Contour labeling data:
* begin *
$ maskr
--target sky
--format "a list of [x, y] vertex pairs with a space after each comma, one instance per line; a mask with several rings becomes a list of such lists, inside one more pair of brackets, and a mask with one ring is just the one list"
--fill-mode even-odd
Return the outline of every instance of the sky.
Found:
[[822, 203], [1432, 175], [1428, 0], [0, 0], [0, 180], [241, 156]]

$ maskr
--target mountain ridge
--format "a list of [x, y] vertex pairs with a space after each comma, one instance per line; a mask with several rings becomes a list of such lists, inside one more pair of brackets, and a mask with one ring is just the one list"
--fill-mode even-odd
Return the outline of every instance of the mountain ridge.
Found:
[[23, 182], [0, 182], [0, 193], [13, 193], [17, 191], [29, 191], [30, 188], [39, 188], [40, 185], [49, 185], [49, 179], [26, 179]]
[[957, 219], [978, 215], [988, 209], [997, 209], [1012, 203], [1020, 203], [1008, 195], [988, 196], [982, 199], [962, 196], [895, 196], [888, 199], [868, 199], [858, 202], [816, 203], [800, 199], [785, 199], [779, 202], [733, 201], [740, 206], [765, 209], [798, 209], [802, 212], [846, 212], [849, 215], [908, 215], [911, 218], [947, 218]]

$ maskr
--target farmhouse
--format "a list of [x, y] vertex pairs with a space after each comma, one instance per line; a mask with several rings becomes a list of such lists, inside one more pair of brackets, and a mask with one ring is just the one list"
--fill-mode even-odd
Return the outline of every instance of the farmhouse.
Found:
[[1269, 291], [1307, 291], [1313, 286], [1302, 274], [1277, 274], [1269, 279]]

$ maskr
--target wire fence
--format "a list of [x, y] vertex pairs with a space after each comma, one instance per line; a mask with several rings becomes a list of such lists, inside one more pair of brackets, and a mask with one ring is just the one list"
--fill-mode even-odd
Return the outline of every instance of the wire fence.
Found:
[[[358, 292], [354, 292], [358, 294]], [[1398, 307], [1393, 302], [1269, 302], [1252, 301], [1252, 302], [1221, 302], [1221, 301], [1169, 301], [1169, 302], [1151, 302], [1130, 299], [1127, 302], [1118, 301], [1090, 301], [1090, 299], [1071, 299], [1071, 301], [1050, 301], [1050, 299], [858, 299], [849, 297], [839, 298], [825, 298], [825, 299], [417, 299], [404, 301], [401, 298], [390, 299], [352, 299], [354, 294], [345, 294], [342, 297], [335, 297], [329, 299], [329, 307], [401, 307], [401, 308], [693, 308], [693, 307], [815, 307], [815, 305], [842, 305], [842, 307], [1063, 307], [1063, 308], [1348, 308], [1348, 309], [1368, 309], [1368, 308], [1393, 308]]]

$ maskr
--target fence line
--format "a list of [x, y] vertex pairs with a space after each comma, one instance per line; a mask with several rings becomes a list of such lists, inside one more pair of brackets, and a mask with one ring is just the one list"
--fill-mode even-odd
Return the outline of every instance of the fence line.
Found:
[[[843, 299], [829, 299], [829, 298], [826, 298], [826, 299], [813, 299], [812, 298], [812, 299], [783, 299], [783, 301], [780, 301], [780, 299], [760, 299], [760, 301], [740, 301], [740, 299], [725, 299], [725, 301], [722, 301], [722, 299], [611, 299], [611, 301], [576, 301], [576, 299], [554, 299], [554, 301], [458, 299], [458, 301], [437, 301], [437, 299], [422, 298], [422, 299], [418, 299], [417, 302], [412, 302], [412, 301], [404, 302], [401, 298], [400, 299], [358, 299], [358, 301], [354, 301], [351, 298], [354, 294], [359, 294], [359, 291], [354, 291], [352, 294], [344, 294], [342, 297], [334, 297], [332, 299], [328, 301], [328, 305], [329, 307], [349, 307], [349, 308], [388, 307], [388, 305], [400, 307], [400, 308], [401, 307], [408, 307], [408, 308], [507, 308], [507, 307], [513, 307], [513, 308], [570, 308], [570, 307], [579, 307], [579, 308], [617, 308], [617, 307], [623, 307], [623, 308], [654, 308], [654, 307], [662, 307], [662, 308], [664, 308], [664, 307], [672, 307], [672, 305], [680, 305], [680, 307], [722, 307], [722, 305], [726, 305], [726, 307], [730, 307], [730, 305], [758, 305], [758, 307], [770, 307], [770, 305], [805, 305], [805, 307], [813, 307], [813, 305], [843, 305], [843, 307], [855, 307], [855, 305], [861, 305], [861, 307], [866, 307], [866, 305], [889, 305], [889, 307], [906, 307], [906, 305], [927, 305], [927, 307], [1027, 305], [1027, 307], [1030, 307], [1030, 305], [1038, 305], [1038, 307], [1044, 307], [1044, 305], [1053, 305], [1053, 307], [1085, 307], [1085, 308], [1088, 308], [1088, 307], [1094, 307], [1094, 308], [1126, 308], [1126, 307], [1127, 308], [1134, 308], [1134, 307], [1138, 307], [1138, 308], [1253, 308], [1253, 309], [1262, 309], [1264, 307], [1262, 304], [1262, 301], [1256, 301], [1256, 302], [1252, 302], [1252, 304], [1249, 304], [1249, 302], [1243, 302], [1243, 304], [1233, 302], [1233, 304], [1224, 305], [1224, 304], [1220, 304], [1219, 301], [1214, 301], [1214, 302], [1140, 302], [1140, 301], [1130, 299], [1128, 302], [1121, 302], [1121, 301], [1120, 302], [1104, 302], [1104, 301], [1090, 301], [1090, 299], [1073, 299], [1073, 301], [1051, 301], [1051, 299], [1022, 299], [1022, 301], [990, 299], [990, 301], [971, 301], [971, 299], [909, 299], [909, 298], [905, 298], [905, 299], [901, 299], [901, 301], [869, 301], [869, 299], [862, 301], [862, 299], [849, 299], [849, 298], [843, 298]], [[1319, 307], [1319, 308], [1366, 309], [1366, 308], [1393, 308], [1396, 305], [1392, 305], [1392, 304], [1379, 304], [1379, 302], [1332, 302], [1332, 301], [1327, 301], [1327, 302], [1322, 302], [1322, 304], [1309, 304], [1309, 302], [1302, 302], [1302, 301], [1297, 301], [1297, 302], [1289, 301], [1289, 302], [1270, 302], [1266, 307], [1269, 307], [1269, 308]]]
* end *
-- JOB --
Shift every coordinate in the answers up by 39 and rewrite everything from the start of the data down to the line containing "274], [1269, 279]]", requests included.

-- RESULT BELOW --
$ maskr
--target sky
--format "a list of [x, y] vertex pairs with a space after each comma, one instance per line; a mask with several rings becomes a list of such lists, inside one more pair of brackets, and a mask with one ring is just the one list"
--fill-mode even-odd
Return the outline of every instance of the sky.
Found:
[[861, 242], [1471, 214], [1467, 39], [39, 39], [39, 219], [280, 195]]

$ maskr
--target mountain ridge
--format "a list of [x, y] vertex pairs with a space after each comma, one instance per line; a mask with several rings becomes a list of such lists, inside one more pair of brackets, and a mask with one ring is just the one list"
--fill-mode even-odd
Return the outline of every instance of the mountain ridge.
Found:
[[62, 221], [39, 221], [39, 232], [52, 232], [56, 230], [68, 230], [69, 227], [78, 227], [79, 224], [88, 224], [88, 218], [65, 218]]
[[996, 258], [1017, 254], [1027, 248], [1036, 248], [1051, 242], [1059, 242], [1047, 234], [1027, 235], [1021, 238], [1001, 235], [934, 235], [927, 238], [907, 238], [897, 241], [855, 242], [839, 238], [824, 238], [818, 241], [772, 240], [779, 245], [804, 248], [837, 248], [841, 251], [885, 251], [888, 254], [947, 254], [950, 257], [986, 257]]

$ maskr
--target farmhouse
--format "a list of [x, y] vertex pairs with a space after each comma, one instance per line; a mask with several rings becomes a list of such lists, inside one more pair of brackets, and a mask with one ring is just the one list"
--fill-mode even-odd
Return the outline of every instance of the farmhouse.
Found:
[[1308, 330], [1346, 330], [1352, 325], [1341, 313], [1316, 313], [1308, 318]]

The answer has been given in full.